(Entries taken from a collection)
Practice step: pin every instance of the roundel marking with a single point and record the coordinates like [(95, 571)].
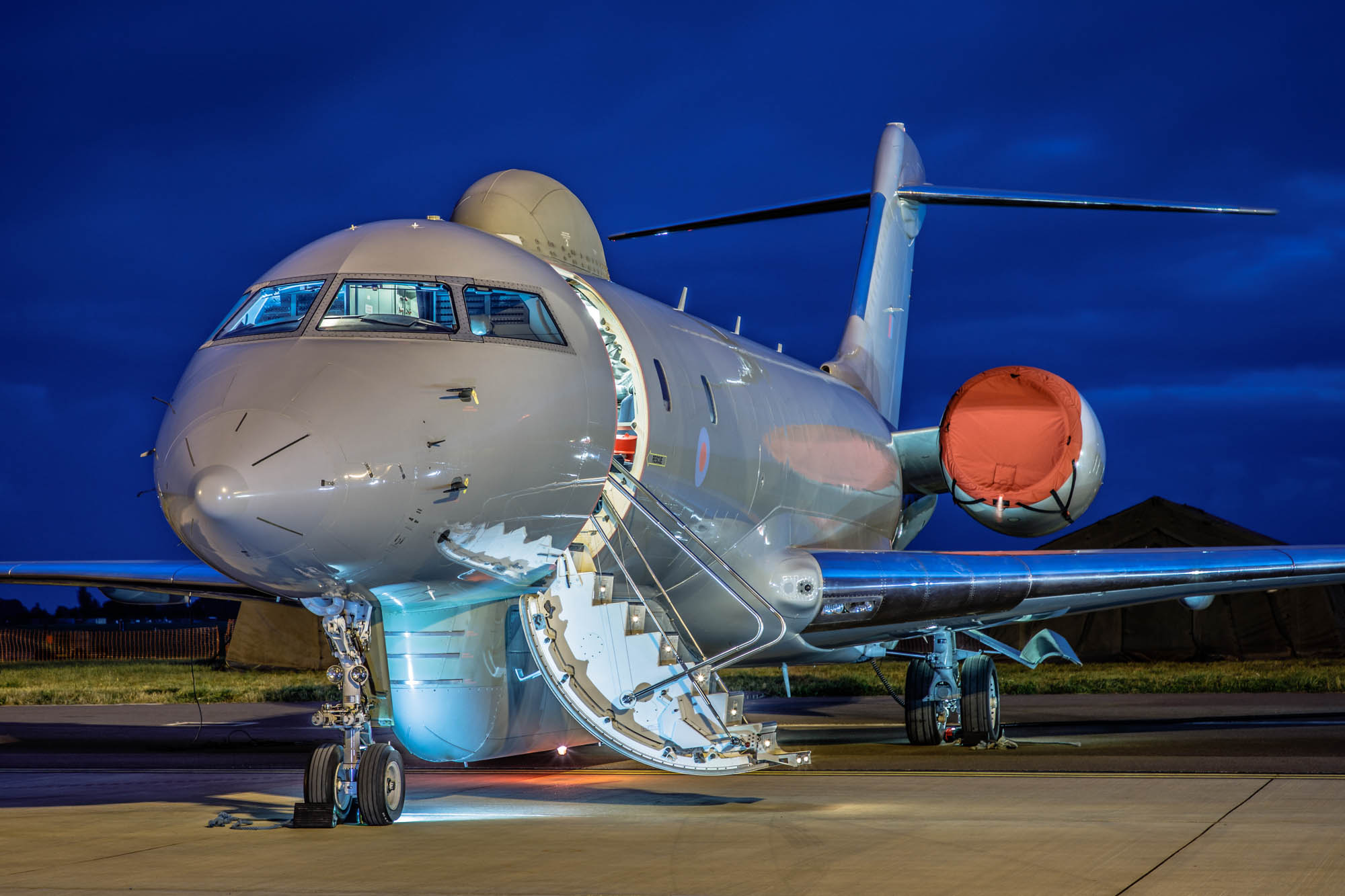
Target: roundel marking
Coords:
[(703, 456)]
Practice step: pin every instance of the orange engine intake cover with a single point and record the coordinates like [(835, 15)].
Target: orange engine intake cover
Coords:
[(1012, 435)]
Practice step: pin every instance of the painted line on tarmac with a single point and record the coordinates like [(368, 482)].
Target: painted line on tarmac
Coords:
[(793, 772)]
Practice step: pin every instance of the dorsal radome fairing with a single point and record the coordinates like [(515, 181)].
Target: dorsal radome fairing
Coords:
[(537, 213)]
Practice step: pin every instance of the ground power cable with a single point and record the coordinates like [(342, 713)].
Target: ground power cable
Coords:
[(196, 694), (887, 686)]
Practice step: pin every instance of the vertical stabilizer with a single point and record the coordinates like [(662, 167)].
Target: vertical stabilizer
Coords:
[(874, 345)]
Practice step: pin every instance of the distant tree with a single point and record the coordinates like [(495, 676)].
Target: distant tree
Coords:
[(13, 612), (89, 606)]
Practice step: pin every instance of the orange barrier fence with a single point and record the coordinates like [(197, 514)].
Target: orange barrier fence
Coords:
[(36, 643)]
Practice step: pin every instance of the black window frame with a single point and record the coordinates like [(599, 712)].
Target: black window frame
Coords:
[(527, 291), (341, 280)]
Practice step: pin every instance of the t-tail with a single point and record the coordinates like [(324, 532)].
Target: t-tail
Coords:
[(874, 345)]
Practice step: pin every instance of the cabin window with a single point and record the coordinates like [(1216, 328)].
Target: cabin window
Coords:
[(392, 307), (664, 385), (510, 314), (279, 309)]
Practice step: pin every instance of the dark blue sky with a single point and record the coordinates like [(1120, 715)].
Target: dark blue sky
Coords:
[(161, 157)]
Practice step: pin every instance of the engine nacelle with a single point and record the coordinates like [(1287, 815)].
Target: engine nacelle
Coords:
[(1022, 451)]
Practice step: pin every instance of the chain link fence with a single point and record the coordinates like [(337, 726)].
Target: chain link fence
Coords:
[(28, 643)]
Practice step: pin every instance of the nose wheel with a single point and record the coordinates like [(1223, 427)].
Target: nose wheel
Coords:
[(356, 778), (383, 784), (322, 783)]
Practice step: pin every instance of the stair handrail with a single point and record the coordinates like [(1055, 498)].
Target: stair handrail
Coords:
[(731, 654), (617, 559), (636, 545)]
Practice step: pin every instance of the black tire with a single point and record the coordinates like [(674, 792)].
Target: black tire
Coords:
[(321, 780), (922, 712), (383, 784), (980, 701)]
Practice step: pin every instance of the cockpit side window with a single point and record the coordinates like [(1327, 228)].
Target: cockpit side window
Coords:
[(391, 307), (270, 310), (510, 314)]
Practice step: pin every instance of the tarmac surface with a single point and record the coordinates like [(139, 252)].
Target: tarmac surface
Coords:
[(1105, 794)]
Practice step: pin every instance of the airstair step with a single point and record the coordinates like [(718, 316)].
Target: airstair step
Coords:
[(669, 650), (603, 589), (636, 619)]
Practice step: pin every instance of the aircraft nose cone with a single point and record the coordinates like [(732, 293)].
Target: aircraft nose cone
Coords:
[(245, 487), (221, 493)]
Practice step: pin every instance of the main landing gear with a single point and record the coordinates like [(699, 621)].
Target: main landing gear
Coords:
[(935, 694), (357, 779)]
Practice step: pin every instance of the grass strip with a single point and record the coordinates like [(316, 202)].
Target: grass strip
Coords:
[(155, 681), (170, 681), (1222, 677)]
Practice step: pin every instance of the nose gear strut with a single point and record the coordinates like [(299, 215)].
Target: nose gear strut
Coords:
[(334, 784)]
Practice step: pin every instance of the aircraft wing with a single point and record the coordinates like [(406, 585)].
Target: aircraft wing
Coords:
[(157, 576), (878, 595)]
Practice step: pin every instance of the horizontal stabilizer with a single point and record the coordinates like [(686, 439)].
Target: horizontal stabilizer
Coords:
[(793, 210), (933, 196)]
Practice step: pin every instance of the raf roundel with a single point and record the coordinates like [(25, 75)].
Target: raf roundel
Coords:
[(703, 456)]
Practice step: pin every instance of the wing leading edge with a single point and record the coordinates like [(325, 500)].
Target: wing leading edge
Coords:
[(158, 576), (876, 595)]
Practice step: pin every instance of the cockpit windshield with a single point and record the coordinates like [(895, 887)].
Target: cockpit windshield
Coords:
[(510, 315), (272, 310), (392, 307)]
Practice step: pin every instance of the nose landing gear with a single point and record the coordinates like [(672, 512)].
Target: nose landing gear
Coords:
[(358, 778)]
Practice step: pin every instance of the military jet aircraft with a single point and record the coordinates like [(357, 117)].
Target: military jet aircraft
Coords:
[(535, 507)]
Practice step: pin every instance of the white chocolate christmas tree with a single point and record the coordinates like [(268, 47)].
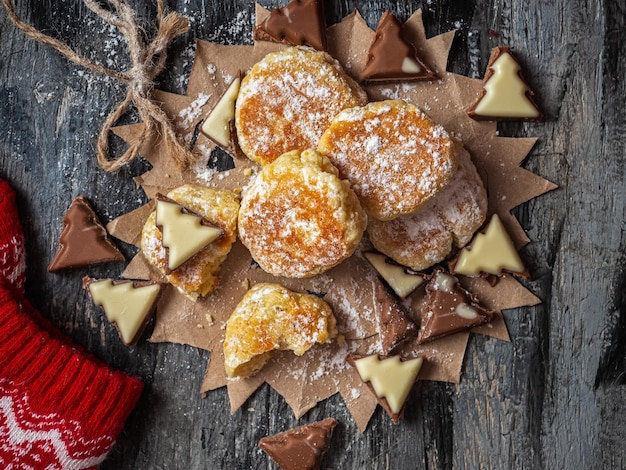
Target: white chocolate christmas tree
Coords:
[(506, 95)]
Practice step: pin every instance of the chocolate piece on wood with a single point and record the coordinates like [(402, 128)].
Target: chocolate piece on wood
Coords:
[(390, 378), (83, 241), (394, 326), (300, 23), (390, 57), (300, 448), (448, 308), (505, 95)]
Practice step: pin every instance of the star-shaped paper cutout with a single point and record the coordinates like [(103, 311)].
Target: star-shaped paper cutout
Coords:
[(322, 372)]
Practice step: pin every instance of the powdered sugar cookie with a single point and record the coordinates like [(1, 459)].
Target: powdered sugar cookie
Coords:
[(288, 99), (395, 156), (448, 221), (298, 219)]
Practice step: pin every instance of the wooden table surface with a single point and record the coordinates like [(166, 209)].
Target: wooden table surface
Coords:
[(555, 397)]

- Task item: Among the lines above, which contain the word "horizontal"? Copy every one.

- Response to this task:
Practice step: pin every instance of the horizontal stabilizer with a single point and record the coordinates like [(686, 439)].
Target: horizontal stabilizer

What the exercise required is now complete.